SHORT TASK >> Render the material below, from the line containing "label the denim jeans, a point per instance." down to the end, as a JSON list of strings with one string per line and blank lines left out.
════════════════════
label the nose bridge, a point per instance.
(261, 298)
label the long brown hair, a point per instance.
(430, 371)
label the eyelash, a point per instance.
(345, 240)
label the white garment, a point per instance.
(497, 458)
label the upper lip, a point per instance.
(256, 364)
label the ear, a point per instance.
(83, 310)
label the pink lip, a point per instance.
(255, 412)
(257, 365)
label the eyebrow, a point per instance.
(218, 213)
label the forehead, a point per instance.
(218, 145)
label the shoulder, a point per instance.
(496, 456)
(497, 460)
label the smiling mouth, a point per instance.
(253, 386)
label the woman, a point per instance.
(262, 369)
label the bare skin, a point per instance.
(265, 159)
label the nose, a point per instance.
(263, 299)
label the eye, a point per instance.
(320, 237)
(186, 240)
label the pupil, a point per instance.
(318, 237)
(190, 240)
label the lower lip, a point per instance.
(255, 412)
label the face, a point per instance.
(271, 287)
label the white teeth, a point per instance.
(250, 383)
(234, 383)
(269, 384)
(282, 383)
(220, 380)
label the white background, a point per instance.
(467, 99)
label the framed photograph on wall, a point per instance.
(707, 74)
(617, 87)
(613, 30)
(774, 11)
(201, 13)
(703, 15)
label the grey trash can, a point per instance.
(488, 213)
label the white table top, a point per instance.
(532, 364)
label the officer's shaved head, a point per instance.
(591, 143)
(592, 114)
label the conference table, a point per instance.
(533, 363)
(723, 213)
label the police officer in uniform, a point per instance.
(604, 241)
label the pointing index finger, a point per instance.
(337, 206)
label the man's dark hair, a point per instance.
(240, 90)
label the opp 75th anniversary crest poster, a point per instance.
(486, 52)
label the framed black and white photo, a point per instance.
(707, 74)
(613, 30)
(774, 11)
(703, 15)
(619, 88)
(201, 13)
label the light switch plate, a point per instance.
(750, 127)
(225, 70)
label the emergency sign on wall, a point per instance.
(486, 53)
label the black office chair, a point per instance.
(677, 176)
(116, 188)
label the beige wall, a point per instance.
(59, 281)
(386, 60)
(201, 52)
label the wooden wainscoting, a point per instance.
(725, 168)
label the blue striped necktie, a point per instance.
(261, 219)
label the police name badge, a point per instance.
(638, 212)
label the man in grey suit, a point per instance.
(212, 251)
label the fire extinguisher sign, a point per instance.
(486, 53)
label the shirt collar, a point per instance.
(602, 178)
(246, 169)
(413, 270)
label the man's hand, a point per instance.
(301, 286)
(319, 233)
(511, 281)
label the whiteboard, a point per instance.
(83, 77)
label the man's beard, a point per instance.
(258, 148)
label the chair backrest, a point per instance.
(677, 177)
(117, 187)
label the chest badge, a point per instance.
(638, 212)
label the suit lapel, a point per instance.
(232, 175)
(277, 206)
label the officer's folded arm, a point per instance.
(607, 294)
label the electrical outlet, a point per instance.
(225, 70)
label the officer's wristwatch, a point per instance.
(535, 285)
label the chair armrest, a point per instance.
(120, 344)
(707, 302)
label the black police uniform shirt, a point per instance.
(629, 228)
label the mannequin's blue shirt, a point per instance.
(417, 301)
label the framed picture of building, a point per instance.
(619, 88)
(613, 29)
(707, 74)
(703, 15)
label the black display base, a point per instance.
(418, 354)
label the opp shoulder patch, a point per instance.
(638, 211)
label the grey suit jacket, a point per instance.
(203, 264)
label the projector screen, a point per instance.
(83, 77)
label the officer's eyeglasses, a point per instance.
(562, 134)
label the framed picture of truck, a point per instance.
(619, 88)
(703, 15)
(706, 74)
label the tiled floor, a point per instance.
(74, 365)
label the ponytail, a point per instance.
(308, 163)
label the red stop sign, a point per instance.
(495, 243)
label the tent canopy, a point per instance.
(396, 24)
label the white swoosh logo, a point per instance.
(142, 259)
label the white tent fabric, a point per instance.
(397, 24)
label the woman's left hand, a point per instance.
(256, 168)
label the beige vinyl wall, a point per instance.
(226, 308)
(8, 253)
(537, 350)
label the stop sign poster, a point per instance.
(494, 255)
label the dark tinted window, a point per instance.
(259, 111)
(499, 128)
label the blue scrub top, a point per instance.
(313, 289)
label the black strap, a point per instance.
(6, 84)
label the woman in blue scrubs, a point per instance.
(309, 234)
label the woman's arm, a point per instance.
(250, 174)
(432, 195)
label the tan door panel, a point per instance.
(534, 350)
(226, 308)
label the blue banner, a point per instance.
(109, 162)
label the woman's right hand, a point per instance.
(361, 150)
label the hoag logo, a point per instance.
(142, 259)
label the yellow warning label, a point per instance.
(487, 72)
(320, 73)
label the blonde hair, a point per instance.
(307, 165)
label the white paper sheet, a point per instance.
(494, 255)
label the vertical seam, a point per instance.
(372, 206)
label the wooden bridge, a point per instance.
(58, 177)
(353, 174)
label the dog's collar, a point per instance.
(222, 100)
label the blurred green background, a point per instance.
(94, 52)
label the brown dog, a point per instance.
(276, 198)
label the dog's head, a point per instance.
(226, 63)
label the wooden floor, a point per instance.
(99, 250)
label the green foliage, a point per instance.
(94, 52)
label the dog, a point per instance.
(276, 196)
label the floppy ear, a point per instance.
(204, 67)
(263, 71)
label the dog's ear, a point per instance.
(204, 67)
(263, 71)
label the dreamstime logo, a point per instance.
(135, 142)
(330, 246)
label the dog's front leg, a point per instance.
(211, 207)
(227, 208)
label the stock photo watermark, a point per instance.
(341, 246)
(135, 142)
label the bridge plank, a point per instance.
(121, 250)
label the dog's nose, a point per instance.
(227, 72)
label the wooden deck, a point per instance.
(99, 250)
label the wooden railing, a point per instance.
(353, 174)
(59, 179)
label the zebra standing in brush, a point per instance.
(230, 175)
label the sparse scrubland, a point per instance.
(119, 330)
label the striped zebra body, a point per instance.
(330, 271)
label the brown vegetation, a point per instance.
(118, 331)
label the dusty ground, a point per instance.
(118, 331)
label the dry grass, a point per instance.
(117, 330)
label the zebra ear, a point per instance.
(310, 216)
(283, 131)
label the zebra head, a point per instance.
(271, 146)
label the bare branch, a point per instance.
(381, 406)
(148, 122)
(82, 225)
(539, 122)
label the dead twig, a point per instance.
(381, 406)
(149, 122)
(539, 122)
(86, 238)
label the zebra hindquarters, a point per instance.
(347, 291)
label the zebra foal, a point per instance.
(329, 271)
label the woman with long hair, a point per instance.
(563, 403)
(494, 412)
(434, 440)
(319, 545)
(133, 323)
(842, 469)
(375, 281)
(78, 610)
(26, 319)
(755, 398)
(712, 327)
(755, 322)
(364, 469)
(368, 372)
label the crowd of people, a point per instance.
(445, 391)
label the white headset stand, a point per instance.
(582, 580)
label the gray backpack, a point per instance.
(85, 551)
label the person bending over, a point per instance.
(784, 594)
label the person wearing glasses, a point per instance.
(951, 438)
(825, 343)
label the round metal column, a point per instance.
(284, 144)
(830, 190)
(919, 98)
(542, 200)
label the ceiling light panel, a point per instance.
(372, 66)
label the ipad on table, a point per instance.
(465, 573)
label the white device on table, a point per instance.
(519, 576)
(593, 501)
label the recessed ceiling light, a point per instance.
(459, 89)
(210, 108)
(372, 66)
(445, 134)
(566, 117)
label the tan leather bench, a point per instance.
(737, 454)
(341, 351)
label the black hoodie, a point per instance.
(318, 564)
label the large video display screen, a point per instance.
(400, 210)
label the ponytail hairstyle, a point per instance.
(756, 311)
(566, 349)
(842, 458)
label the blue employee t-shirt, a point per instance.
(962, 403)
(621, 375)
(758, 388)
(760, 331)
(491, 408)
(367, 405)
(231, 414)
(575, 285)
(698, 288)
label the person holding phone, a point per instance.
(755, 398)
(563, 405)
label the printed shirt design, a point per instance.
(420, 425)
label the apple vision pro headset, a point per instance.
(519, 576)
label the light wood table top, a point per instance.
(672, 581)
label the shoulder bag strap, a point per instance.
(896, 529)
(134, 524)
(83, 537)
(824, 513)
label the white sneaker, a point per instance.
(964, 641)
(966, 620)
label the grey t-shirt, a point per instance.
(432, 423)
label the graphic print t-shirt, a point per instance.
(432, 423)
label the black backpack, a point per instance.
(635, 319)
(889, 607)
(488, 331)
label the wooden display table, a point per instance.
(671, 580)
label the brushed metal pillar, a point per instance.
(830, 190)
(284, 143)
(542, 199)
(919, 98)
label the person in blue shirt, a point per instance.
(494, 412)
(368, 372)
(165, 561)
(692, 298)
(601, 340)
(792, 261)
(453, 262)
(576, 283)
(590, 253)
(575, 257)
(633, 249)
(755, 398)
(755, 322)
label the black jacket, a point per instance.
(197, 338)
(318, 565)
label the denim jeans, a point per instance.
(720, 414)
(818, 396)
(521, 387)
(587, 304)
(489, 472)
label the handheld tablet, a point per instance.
════════════════════
CORRECT RESULT >>
[
  "label the denim jeans, a point per instance.",
  "(720, 414)",
  "(818, 396)",
  "(521, 387)",
  "(587, 304)",
  "(489, 472)",
  "label the handheld tablet, a point per instance."
]